**TEXT PROVIDED**
OptionGun03_Tonka
Notebook created 12/07/22
12/14/2 - Tested and running

User Notes
1. This program needs a user key from Darqube.com, which it uses to get real-time stock prices.
   Go to the Darqube website get a user account and choose the free service. Then get your key.
   Find the Dar_key line just below the "User Parameters" block in the cell below.
   Enter it between the quotes on the line:  DAR_key = ''
   
2. OptionGun produces three csv files:
     root_data.csv. This contains a list of all tickers, with real-time price at the time of execution, 
     and the netx Earnings Report date for each ticker, if available. DO NOT CHANGE THIS FILE.
     all_optinos_suffix.csv. This file contains every option available for every ticker in the list.

**EXTRACTED ENTRIES**
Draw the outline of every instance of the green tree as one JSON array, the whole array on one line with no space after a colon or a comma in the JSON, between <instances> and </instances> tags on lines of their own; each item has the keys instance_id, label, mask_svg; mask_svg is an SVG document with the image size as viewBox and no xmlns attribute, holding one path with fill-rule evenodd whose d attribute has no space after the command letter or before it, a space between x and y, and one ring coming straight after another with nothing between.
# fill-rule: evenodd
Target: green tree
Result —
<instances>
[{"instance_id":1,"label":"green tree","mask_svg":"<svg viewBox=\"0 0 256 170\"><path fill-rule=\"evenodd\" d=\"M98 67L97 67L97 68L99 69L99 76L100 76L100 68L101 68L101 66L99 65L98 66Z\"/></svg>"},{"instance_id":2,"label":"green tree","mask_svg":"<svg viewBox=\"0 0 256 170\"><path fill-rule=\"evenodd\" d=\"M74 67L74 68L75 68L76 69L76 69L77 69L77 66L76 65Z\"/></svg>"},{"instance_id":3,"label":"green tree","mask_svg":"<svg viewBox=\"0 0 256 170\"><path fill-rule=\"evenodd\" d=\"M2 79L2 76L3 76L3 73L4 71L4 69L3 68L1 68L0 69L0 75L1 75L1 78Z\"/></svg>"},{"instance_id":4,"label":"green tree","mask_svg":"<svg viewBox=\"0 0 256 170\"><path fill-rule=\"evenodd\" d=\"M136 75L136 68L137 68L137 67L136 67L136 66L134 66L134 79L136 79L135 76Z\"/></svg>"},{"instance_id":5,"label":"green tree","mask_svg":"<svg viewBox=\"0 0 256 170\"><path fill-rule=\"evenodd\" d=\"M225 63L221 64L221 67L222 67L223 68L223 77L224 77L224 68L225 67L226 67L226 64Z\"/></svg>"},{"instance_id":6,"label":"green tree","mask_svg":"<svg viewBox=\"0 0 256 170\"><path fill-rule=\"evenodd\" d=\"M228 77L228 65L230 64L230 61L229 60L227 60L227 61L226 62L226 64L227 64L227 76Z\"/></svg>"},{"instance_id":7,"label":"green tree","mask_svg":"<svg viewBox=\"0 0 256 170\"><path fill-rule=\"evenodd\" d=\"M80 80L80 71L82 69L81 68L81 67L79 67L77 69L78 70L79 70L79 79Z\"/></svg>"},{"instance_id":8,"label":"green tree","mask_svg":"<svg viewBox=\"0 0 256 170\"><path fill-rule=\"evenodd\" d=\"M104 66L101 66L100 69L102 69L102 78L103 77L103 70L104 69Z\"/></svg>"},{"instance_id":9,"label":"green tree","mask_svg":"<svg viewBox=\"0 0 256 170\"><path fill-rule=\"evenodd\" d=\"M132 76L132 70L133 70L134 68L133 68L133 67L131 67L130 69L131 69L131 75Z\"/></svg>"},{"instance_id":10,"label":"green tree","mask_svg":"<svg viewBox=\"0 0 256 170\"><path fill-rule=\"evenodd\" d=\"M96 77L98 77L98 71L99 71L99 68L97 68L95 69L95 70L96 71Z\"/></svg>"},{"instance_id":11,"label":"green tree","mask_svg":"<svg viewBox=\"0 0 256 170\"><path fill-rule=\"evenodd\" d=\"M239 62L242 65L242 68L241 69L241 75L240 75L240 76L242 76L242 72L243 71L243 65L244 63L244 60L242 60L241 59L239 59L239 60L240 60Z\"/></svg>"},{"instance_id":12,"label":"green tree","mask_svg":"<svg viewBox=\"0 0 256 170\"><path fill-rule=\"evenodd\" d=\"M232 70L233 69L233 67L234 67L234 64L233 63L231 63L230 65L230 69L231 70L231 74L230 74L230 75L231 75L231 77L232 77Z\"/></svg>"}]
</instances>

**AIM OF THE TASK**
Write out, word for word, the passage of the OptionGun user notes that begins at the words "OptionGun03_Tonka" and stops after "CHANGE THIS FILE.".

**FULL OUTPUT**
OptionGun03_Tonka
Notebook created 12/07/22
12/14/2 - Tested and running

User Notes
1. This program needs a user key from Darqube.com, which it uses to get real-time stock prices.
   Go to the Darqube website get a user account and choose the free service. Then get your key.
   Find the Dar_key line just below the "User Parameters" block in the cell below.
   Enter it between the quotes on the line:  DAR_key = ''
   
2. OptionGun produces three csv files:
     root_data.csv. This contains a list of all tickers, with real-time price at the time of execution, 
     and the netx Earnings Report date for each ticker, if available. DO NOT CHANGE THIS FILE.